Aim of the task: Starting with the line that contains "Tight annotation required. Target: parked" and going on through the line that contains "[439,173,450,196]", write out every line of the material below again. Keep the wording lines unchanged, and shift each bounding box by adding 77 to every one of its coordinates.

Records:
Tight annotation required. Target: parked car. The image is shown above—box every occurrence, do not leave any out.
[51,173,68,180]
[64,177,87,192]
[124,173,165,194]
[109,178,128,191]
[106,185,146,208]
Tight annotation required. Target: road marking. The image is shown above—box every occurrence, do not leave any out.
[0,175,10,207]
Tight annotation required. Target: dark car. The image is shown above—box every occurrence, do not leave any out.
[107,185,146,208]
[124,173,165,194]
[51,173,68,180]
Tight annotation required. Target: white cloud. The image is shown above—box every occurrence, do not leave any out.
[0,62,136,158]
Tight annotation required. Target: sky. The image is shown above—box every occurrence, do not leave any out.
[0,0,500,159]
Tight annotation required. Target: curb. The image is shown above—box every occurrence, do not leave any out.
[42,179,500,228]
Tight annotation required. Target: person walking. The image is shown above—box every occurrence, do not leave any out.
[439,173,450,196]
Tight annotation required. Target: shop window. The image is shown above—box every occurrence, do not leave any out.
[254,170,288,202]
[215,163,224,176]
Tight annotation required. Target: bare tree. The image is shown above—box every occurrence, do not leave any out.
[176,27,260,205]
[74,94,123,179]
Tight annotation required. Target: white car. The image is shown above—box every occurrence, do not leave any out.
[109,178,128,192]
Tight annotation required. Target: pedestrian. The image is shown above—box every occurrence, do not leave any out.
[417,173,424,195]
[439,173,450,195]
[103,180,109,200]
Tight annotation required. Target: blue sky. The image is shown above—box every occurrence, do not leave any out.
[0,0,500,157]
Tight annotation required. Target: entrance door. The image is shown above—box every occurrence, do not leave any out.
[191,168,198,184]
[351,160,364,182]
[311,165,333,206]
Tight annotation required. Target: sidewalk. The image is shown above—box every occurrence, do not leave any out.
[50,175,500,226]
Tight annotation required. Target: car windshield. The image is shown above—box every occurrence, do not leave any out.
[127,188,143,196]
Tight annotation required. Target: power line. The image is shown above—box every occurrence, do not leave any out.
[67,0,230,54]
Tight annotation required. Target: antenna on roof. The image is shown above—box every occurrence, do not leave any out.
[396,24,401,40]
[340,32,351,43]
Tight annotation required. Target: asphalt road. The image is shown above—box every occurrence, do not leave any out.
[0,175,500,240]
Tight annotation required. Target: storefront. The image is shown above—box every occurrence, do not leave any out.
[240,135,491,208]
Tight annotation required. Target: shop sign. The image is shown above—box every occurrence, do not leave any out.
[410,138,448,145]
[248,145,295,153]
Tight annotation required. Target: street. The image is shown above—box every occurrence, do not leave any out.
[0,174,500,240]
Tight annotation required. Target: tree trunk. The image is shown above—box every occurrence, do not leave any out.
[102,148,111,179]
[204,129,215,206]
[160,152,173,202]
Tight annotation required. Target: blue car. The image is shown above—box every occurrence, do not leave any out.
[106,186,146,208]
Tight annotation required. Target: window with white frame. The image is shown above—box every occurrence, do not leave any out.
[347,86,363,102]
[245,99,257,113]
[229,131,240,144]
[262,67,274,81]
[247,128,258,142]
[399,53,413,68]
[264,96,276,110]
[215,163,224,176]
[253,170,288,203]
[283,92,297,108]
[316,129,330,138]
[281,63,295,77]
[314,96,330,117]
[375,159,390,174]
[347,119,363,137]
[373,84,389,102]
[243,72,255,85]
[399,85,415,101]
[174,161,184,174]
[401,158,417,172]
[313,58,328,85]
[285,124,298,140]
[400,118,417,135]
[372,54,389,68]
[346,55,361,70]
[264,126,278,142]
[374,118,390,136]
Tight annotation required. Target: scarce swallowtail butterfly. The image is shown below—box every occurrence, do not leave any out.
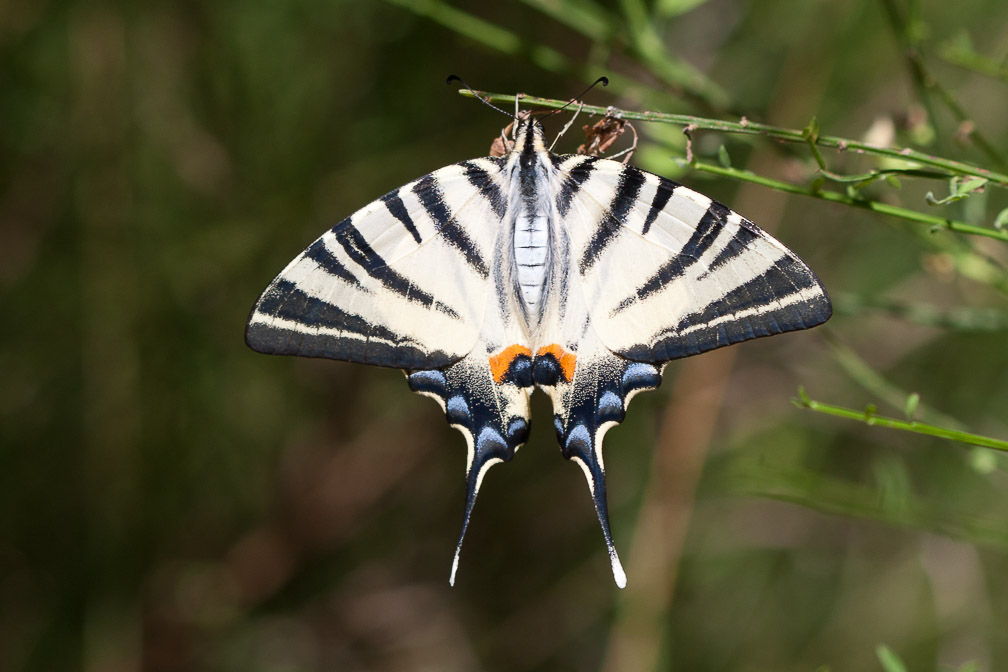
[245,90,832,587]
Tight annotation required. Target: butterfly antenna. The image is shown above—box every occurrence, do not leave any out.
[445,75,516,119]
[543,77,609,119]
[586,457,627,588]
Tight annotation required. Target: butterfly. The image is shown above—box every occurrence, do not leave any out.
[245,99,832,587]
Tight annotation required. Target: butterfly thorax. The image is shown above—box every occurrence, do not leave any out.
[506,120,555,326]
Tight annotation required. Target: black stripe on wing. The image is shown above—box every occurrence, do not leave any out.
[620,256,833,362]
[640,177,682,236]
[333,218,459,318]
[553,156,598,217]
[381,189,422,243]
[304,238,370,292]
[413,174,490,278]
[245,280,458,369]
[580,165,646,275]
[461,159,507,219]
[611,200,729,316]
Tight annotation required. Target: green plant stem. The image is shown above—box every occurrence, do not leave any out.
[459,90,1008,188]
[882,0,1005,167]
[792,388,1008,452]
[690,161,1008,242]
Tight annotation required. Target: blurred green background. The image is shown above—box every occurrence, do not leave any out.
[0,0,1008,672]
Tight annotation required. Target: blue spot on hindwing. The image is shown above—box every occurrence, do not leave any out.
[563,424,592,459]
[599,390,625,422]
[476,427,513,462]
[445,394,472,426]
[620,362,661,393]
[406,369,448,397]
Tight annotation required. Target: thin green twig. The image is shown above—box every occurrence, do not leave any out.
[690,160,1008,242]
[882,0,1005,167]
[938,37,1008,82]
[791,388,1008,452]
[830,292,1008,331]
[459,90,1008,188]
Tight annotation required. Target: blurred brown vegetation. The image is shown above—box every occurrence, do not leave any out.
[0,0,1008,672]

==

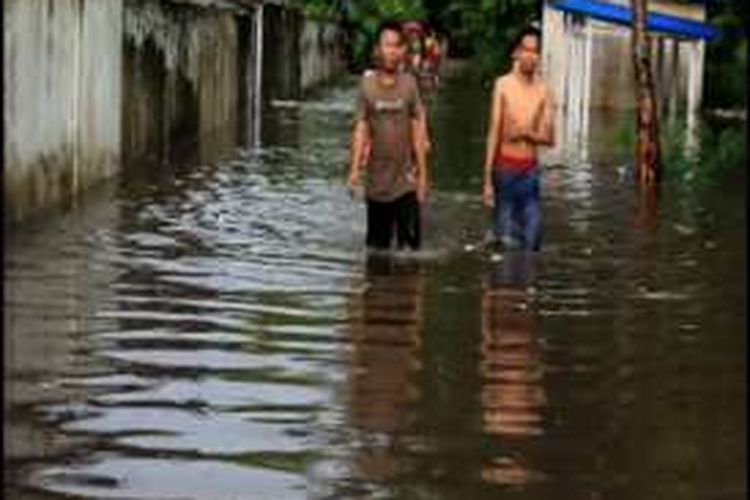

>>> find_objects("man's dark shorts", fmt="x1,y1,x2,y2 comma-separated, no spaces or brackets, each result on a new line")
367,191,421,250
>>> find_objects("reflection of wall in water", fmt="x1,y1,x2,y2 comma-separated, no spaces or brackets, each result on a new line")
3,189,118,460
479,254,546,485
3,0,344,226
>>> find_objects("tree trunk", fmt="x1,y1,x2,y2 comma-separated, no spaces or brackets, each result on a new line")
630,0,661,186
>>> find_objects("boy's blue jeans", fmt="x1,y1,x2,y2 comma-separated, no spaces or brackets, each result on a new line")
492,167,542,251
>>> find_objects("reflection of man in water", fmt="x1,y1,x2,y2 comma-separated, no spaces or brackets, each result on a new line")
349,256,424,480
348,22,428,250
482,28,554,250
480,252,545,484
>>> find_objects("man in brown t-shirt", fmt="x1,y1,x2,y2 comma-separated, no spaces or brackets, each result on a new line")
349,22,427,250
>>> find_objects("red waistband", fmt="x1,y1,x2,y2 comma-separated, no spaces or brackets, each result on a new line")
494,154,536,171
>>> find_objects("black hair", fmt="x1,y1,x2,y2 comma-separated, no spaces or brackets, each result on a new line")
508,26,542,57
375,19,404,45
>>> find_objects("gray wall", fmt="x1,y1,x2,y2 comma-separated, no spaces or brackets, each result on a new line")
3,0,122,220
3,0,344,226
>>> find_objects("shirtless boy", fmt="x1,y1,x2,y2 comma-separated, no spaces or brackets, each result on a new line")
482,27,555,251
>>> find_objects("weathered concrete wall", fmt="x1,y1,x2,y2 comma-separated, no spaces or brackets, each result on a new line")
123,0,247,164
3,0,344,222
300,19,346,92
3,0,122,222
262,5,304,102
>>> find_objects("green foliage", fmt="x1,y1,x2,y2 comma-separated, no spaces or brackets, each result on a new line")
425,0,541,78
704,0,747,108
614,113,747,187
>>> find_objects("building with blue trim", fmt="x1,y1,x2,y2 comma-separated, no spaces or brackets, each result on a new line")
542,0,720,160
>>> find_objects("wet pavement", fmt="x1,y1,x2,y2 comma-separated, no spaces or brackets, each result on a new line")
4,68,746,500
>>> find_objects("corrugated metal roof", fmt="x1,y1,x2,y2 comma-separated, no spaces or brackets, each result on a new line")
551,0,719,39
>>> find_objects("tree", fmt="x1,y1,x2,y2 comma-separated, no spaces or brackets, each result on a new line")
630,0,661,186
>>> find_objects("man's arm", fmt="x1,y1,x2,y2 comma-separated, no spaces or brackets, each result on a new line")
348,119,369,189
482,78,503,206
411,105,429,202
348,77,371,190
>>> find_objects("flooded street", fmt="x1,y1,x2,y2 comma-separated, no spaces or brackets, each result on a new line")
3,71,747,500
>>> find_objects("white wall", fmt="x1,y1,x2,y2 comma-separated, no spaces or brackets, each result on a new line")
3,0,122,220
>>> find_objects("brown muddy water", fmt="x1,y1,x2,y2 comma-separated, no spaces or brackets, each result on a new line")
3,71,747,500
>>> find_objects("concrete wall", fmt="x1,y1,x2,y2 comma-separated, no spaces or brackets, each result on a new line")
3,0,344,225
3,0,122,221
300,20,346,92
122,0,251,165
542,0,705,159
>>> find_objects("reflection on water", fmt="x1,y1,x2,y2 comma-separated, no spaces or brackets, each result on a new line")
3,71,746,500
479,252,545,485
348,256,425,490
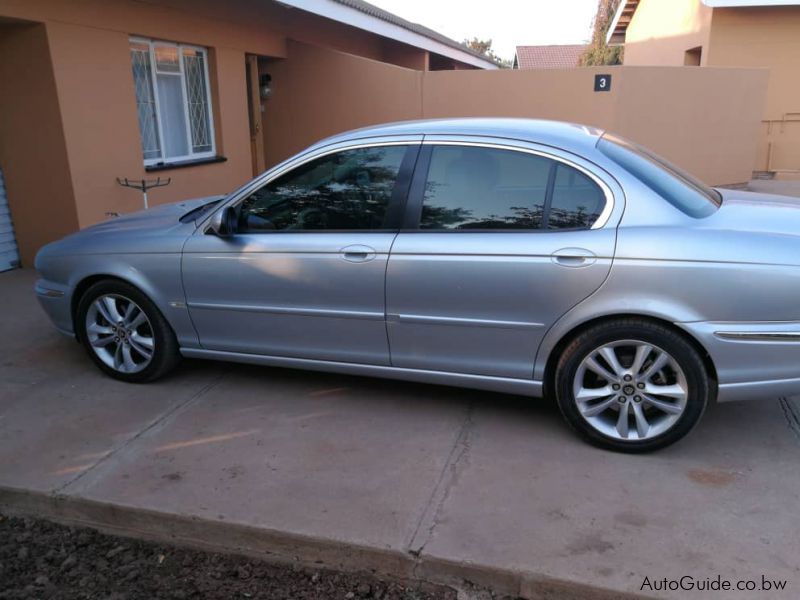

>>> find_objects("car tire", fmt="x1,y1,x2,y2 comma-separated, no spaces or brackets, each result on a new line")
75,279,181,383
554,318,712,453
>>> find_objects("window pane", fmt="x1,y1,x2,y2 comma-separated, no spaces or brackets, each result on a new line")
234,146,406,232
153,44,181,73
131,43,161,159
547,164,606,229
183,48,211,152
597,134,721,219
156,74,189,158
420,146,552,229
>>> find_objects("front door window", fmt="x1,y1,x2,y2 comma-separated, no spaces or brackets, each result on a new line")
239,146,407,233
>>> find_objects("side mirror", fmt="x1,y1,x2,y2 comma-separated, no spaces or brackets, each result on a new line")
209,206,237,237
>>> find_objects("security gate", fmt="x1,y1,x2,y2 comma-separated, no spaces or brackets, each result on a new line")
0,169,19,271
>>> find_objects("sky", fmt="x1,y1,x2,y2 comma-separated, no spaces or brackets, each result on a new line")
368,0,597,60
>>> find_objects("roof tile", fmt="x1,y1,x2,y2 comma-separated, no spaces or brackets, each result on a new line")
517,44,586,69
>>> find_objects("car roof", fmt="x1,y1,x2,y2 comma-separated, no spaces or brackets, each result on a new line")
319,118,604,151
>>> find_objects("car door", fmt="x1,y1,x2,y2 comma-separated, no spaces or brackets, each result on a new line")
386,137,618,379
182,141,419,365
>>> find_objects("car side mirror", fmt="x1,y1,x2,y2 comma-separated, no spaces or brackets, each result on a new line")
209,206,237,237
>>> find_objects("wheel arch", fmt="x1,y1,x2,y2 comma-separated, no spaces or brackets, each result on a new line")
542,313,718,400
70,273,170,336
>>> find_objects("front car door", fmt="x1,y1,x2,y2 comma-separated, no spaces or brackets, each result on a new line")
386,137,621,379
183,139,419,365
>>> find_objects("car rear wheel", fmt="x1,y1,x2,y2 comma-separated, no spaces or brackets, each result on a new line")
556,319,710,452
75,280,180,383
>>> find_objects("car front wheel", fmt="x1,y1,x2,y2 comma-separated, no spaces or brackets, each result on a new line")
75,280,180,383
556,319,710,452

==

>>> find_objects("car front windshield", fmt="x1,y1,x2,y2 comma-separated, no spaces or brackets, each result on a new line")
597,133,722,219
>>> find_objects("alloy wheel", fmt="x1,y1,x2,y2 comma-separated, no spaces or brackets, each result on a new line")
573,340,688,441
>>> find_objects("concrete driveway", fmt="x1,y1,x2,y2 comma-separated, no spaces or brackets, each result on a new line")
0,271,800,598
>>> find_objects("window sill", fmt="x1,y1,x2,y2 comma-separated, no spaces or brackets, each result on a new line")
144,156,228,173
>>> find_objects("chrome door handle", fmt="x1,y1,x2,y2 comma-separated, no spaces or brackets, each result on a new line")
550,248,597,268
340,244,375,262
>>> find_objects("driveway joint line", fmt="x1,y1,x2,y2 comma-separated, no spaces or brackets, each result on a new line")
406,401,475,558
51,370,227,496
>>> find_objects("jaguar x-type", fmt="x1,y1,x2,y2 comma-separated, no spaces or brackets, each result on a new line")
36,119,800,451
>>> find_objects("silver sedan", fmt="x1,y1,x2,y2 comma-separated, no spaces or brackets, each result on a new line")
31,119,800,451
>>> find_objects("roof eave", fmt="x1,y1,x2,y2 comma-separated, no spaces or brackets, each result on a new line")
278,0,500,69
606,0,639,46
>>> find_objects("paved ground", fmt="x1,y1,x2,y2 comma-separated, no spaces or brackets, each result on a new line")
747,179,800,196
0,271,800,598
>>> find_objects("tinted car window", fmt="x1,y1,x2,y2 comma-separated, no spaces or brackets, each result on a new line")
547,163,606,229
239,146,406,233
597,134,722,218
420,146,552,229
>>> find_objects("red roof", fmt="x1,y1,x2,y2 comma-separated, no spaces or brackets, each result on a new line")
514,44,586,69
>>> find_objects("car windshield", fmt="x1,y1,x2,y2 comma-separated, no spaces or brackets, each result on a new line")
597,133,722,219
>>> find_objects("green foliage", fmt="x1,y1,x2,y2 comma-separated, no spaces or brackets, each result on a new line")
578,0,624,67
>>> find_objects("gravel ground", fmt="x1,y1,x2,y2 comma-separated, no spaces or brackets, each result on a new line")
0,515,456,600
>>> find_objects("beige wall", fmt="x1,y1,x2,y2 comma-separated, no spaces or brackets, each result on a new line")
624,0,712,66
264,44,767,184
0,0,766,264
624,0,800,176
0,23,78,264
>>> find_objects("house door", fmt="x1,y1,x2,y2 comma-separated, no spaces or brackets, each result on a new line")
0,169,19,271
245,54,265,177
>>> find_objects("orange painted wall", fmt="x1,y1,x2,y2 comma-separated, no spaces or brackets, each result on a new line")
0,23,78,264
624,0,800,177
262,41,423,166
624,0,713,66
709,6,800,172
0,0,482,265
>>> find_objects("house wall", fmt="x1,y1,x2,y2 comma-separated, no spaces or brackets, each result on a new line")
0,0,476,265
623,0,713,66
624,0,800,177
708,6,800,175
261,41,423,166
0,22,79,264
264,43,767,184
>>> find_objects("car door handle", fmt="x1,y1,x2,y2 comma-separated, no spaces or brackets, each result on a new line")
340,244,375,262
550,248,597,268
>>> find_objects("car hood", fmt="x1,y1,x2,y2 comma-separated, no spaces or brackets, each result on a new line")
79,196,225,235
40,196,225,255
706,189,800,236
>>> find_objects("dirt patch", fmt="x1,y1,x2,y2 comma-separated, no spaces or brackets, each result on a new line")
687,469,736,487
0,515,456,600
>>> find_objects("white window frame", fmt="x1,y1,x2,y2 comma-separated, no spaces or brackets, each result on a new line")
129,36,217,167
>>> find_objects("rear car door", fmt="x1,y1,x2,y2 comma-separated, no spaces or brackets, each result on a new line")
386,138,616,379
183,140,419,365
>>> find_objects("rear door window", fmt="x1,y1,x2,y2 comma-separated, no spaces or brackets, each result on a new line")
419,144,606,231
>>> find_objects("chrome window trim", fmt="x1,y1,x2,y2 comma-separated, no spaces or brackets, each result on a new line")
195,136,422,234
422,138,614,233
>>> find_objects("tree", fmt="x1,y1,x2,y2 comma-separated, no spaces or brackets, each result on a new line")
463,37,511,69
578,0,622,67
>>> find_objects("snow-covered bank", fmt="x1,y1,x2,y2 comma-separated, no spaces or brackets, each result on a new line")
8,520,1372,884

Solution to this problem:
Tight annotation required. Target: parked car. The image is shown above—box every occurrence, do not leave any out.
[128,250,145,257]
[141,254,164,269]
[201,250,242,271]
[186,255,205,268]
[183,262,223,285]
Tight annotation required. Target: road marking. The image is shown above—box every occurrence, do not leave any out.
[77,252,87,284]
Tight annotation required. Target: dark car. The image is shown above—box every occurrence, do not leave any out.
[184,262,223,285]
[201,250,242,271]
[128,250,145,257]
Tight annotation required. Target: white cloud. The image is shown above—box every occurrence, do not leave any out.
[77,139,213,235]
Tight annotation required. Target: sky. The image is shown above—box every occurrence, do not leave any out.
[77,77,577,236]
Tight annotation required. Target: curb. The image is shown above—box every occurrence, do not leave any out.
[119,256,577,305]
Tight annotation required. Target: person walking. The image is shown above—box every occurrence, do not leave any out.
[516,250,527,273]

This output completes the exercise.